*Extrait du document*.
-=-=-
Quelles conditions à la responsabilité d’une entreprise du fait des agissements anticoncurrentiels d’un prestataire indépendant ?

La question des différentes formes que peut prendre la participation à une entente anticoncurrentielle aura décidément occupé la Cour de justice de l’Union européenne (ci-après « la CJUE ») en cette année 2016. En effet, après avoir tranché, dans un arrêt « Eturas » du 21 janvier 2016, la question de la responsabilité d’une entreprise destinataire d’un e-mail au contenu anticoncurrentiel, la CJUE a apporté cet été une clarification très attendue quant aux conditions dans lesquelles une entreprise peut être tenue responsable des agissements anticoncurrentiels mis en œuvre par un prestataire indépendant (CJUE 21 juillet 2016, aff. C-542/14, VM Remonts).

Cette nouvelle décision a des conséquences qui dépassent largement celles des faits de l’espèce dans la mesure où la Cour y fixe de manière générale les limites à la responsabilité encourue du fait des tiers, y compris dans le cadre des cartels dits « hub and spokes » (ou cartels tripartites), qui se caractérisent par le fait que la pratique anticoncurrentielle (le plus souvent un échange d’informations) entre concurrents (les « spokes ») est rendue possible par l’intervention d’un tiers (le « hub »). L’exemple le plus classique est celui du fournisseur qui transmet les informations sensibles d’un distributeur à d’autres distributeurs, concurrents de ce dernier, afin que ceux-ci alignent leurs prix.

L’arrêt de principe rendu par la CJUE dans l’affaire « VM Remonts » du 21 juillet 2016 concernait les conditions dans lesquelles trois sociétés avaient répondu à un appel d’offres public d’une collectivité territoriale. En l’’espèce, la société Partikas avait fait appel aux services d’un prestataire extérieur pour l’assister dans la préparation et la présentation de son offre. Le positionnement des offres les unes par rapport aux autres, constitutif d’une entente, avait été rendu possible par le prestataire (ou plus exactement son sous-traitant) qui avait également accepté de préparer les offres des deux autres entreprises candidates au même appel d’offres et qui s’était servi du projet de la société Partikas comme base de référence pour établir les deux offres concurrentes, ce que ne savait pas la société Partikas.
-=-=-
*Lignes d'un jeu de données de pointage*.

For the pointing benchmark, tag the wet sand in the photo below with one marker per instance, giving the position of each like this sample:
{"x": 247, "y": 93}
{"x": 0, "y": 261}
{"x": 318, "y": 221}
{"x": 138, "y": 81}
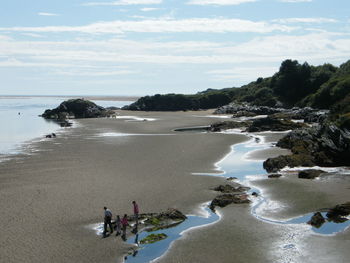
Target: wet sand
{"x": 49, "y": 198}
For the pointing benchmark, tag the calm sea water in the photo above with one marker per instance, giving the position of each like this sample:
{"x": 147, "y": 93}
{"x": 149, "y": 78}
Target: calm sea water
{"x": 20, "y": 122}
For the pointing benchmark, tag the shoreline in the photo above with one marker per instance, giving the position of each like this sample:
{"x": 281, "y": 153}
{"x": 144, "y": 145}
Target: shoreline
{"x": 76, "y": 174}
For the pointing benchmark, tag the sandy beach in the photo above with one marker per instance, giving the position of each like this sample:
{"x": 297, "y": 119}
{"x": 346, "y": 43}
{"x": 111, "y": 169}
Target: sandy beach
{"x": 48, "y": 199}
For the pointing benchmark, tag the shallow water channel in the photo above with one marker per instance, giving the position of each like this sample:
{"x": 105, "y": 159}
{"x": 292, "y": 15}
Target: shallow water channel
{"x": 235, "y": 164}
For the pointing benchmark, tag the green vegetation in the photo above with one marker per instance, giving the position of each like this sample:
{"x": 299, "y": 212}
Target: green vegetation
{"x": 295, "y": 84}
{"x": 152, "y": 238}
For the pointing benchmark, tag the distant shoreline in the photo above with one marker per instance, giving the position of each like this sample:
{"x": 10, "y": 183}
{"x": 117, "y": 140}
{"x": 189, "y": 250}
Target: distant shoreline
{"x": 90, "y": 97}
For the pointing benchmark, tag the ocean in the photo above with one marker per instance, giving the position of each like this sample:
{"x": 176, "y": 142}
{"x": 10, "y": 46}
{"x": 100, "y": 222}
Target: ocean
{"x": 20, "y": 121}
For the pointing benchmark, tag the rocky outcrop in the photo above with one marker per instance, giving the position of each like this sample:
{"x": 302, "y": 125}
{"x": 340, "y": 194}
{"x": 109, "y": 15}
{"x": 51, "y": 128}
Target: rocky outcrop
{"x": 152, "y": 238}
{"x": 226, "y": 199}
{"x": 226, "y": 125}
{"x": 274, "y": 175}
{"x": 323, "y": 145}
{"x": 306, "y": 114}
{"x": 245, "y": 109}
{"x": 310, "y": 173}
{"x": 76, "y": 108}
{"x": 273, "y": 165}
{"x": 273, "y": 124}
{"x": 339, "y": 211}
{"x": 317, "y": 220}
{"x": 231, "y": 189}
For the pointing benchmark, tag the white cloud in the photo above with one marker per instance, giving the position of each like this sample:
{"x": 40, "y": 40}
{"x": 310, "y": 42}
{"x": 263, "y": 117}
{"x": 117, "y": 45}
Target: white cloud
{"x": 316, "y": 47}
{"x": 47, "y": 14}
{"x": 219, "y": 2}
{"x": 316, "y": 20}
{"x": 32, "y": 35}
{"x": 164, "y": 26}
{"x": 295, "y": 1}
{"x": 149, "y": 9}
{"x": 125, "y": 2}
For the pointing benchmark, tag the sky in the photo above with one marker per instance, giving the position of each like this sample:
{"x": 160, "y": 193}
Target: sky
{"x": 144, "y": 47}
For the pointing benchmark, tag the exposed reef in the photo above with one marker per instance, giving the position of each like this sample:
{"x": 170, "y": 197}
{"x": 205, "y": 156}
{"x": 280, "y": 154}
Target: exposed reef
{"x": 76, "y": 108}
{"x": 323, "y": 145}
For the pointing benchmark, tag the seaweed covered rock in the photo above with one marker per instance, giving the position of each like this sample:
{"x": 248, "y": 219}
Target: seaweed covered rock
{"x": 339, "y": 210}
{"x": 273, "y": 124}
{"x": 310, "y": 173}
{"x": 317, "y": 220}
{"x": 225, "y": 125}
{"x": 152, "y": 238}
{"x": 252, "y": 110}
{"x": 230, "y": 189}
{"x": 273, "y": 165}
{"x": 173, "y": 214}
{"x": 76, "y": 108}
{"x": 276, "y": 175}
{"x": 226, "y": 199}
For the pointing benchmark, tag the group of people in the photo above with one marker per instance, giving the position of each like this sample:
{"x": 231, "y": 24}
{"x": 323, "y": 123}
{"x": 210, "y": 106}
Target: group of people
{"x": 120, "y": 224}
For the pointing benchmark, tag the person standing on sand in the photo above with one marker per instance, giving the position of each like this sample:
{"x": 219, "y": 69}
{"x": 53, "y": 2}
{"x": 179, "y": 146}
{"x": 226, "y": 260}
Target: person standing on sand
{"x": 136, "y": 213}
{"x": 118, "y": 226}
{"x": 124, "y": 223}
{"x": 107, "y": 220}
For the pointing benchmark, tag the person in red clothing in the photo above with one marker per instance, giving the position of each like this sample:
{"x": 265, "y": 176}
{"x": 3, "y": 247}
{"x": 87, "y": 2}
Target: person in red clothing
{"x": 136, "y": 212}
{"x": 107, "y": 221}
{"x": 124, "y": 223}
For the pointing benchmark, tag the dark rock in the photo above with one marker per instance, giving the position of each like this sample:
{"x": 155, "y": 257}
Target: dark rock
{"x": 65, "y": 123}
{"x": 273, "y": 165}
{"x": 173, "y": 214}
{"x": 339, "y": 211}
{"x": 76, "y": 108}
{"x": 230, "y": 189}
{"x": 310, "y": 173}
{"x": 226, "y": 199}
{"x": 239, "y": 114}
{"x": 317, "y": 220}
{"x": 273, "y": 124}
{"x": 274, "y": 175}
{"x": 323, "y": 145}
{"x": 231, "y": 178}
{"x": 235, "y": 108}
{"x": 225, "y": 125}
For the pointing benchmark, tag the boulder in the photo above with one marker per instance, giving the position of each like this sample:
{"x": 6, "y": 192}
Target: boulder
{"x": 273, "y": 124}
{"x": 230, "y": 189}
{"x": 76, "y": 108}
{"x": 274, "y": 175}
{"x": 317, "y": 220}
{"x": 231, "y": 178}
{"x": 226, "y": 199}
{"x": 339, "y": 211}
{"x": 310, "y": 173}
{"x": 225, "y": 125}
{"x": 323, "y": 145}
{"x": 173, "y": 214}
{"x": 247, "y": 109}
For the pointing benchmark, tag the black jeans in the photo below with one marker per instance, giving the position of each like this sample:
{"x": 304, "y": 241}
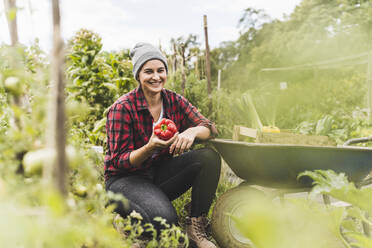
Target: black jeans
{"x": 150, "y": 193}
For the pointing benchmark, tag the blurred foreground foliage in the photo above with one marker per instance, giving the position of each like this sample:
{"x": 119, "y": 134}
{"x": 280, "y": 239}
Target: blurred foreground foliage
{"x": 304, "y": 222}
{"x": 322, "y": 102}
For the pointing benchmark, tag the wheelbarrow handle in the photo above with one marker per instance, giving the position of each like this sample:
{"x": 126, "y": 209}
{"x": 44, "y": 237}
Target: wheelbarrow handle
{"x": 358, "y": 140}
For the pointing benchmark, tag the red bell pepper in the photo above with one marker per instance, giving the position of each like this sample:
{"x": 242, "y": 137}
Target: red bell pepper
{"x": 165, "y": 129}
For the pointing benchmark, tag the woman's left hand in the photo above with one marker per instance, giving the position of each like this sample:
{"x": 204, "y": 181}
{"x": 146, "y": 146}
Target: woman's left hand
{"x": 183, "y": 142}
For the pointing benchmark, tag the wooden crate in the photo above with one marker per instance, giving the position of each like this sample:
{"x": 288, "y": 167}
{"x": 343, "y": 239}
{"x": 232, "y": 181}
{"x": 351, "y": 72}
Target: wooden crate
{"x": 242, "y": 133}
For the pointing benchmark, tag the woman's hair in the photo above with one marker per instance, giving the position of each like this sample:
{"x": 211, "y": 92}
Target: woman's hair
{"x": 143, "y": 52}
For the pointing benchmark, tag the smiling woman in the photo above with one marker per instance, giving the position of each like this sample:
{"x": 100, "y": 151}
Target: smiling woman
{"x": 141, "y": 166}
-=-=-
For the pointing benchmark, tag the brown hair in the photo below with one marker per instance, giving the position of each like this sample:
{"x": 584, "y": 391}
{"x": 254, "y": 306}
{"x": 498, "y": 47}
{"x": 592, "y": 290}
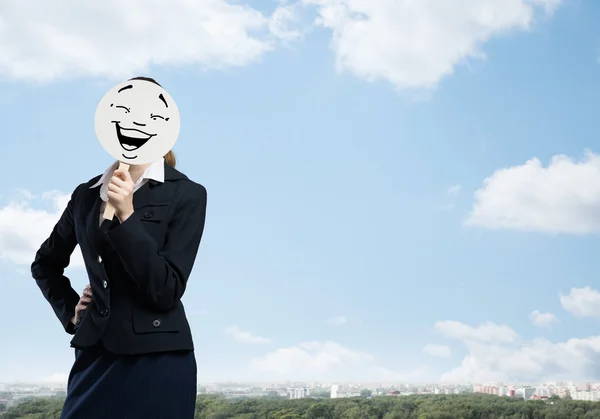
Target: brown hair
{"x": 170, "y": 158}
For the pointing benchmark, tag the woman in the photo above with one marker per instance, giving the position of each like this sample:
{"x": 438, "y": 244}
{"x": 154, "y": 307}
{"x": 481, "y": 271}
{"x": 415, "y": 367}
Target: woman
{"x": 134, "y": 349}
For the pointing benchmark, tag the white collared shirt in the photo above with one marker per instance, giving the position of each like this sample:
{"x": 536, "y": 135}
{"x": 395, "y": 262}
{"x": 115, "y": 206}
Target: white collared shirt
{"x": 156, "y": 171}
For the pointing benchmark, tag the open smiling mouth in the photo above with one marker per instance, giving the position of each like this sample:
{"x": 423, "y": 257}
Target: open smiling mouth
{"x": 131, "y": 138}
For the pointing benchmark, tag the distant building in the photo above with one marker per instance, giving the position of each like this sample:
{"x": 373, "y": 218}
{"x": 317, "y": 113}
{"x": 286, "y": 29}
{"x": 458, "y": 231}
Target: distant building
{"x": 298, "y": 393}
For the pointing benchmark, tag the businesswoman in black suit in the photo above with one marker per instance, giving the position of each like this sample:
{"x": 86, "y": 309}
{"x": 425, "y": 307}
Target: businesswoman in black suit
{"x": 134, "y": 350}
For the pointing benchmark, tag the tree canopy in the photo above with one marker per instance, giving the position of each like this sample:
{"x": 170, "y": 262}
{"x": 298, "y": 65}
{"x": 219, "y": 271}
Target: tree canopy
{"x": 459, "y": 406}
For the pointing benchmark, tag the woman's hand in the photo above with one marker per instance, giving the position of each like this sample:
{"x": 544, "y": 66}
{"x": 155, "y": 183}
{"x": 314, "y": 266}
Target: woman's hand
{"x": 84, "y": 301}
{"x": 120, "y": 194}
-=-=-
*Consigne*. Résumez en deux phrases l'extrait ci-dessus sur la responsabilité d'une entreprise du fait d'un prestataire indépendant.

*Réponse rédigée*. Dans l'arrêt « VM Remonts » du 21 juillet 2016, la CJUE a clarifié les conditions dans lesquelles une entreprise peut être tenue responsable des agissements anticoncurrentiels d'un prestataire indépendant, avec des conséquences qui dépassent largement les faits de l'espèce, notamment pour les cartels « hub and spokes ». L'affaire concernait un appel d'offres public où le prestataire de la société Partikas avait aussi préparé, à l'insu de celle-ci, les offres de deux entreprises concurrentes à partir de son projet, ce qui avait rendu possible une entente.